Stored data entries
:::

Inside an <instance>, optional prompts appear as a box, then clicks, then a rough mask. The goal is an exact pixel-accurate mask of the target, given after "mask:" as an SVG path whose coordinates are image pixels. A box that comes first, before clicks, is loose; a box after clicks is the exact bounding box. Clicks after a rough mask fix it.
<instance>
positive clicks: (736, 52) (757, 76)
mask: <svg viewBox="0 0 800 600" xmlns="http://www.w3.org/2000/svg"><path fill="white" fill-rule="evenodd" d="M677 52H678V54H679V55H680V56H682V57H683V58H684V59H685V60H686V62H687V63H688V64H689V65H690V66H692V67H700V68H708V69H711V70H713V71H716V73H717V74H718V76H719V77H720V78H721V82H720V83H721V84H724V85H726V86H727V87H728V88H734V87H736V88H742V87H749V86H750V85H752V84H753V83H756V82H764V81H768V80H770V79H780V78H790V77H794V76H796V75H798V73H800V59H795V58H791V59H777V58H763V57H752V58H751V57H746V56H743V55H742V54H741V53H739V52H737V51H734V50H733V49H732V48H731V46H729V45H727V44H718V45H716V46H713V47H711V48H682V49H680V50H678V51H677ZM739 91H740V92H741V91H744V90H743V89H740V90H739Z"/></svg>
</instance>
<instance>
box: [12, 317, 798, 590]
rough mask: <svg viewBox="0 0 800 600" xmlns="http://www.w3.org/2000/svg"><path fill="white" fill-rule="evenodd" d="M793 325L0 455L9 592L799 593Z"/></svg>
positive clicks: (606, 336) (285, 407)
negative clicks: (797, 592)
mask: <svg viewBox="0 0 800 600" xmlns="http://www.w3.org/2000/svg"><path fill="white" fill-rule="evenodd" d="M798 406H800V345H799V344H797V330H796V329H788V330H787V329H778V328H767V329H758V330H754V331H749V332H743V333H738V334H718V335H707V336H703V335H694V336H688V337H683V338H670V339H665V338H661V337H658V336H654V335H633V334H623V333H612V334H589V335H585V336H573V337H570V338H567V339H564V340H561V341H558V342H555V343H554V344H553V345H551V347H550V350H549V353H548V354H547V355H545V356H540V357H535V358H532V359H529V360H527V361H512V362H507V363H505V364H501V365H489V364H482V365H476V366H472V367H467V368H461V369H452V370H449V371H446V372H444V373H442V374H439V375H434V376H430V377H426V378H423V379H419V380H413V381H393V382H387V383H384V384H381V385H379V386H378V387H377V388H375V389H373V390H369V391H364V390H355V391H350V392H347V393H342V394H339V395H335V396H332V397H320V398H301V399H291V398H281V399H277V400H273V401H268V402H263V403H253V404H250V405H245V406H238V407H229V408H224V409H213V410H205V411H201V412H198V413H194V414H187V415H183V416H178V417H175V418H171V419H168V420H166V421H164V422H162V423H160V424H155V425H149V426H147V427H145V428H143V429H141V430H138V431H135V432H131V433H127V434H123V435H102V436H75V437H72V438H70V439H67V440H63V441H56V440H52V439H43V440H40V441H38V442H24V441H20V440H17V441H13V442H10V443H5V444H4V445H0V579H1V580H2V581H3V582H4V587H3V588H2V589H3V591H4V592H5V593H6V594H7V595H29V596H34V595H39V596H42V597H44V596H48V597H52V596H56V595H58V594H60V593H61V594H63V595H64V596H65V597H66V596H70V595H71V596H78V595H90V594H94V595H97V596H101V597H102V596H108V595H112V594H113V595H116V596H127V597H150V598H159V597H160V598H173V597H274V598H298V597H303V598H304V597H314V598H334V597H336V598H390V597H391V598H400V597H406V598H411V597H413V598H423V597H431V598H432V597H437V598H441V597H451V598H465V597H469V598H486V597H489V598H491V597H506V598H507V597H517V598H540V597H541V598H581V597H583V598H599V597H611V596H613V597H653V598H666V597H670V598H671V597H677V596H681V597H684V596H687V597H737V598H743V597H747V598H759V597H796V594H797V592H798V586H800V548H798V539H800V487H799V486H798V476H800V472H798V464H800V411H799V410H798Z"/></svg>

:::

## What to produce
After locating the line with "box: [12, 317, 798, 590]" above, return that line and every later line through the one with "positive clicks: (606, 336) (285, 407)", word for word and with nothing else.

## Answer section
box: [12, 317, 798, 590]
rough mask: <svg viewBox="0 0 800 600" xmlns="http://www.w3.org/2000/svg"><path fill="white" fill-rule="evenodd" d="M793 325L0 455L9 592L799 593Z"/></svg>
positive clicks: (606, 336) (285, 407)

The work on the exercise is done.